● **課題の目的**
以下に示す自転車旅の記事を、最初から最後まで一字一句変えずに再現してください。

● **提供テキスト**
* * *

楕円と円 By I.SATO

人生も自転車も下りが最高!
気の向くままに日常と趣味の自転車旅を綴ります。

『 私の自転車旅物語 2015 』-呼子・平戸・天草・南阿蘇から高千穂越えの旅 - 6

2021年12月30日 | 『私の自転車旅物語』

 

2015年4月14日(つづき)

原城跡を出発して島原半島南部の口之津港から熊本県の天草諸島の鬼池港へ渡り、この日の宿「風来坊」へ向かった。

 

口之津港→鬼池港(島鉄フェリー)

 

    

島の人と物資の輸送を担う大動脈。

 

 

鬼池港に着くとこれから逆航路に乗る九州の国立大学の2年生に出会った。九周横断中だった。

* * *

● **一覧**
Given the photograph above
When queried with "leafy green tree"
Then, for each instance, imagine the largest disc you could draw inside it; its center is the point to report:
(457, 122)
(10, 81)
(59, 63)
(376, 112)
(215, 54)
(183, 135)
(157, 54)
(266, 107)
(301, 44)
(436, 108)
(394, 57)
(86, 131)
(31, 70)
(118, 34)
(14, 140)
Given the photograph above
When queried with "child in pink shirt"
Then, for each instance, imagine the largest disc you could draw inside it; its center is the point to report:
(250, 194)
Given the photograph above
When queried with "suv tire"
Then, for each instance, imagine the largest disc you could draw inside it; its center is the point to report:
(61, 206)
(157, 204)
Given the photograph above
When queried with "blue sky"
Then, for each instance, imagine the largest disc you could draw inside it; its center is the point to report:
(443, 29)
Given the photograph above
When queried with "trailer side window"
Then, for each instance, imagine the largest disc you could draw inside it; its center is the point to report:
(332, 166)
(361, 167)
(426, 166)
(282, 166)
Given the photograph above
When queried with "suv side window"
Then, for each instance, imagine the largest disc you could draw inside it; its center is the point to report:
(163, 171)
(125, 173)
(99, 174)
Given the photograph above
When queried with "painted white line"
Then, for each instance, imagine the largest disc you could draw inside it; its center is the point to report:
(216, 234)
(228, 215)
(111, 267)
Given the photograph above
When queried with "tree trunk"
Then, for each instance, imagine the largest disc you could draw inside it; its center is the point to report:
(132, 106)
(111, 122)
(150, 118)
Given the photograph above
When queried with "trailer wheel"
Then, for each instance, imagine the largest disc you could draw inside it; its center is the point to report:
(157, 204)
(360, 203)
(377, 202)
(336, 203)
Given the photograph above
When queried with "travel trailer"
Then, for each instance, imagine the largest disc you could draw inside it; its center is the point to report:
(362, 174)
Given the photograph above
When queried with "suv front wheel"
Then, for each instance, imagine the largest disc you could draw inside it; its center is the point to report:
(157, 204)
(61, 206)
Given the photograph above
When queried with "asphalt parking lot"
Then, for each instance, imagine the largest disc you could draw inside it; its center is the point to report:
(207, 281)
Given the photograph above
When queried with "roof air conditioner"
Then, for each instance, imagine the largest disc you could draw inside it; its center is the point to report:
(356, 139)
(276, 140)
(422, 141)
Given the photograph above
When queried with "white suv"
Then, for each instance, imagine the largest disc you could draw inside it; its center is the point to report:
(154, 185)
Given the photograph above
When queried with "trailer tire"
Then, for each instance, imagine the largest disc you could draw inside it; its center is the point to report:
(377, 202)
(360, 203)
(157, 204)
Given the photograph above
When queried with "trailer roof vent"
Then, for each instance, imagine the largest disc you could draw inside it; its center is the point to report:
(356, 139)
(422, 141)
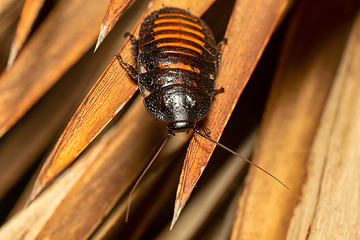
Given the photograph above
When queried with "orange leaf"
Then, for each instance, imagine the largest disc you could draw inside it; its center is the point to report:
(104, 101)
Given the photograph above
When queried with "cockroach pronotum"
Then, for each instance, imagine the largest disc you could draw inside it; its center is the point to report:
(177, 60)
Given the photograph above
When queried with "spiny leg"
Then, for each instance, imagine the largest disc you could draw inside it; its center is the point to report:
(219, 51)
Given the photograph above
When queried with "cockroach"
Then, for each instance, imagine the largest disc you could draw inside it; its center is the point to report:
(177, 61)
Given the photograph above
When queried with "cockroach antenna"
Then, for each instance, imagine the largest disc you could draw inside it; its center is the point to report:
(235, 153)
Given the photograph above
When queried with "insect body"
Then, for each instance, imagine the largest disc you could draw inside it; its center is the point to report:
(177, 61)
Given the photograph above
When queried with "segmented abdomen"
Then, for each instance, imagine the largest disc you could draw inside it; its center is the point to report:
(177, 65)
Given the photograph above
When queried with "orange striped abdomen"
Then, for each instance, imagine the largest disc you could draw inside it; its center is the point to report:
(176, 65)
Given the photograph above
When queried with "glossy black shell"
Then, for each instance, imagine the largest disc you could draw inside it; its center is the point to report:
(176, 64)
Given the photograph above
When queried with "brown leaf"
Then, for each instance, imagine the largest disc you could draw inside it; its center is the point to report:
(233, 75)
(28, 15)
(114, 11)
(101, 104)
(333, 167)
(51, 51)
(316, 35)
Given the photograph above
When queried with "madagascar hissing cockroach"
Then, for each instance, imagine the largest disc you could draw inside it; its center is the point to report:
(177, 60)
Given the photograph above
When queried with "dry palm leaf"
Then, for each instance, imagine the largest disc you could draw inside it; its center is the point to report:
(311, 54)
(29, 13)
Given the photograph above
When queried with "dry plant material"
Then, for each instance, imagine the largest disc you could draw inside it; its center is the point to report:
(330, 196)
(55, 46)
(101, 104)
(114, 11)
(315, 39)
(78, 202)
(28, 15)
(247, 39)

* * *

● **結果**
楕円と円 By I.SATO

人生も自転車も下りが最高!
気の向くままに日常と趣味の自転車旅を綴ります。

『 私の自転車旅物語 2015 』-呼子・平戸・天草・南阿蘇から高千穂越えの旅 - 6

2021年12月30日 | 『私の自転車旅物語』

 

2015年4月14日(つづき)

原城跡を出発して島原半島南部の口之津港から熊本県の天草諸島の鬼池港へ渡り、この日の宿「風来坊」へ向かった。

 

口之津港→鬼池港(島鉄フェリー)

 

    

島の人と物資の輸送を担う大動脈。

 

 

鬼池港に着くとこれから逆航路に乗る九州の国立大学の2年生に出会った。九周横断中だった。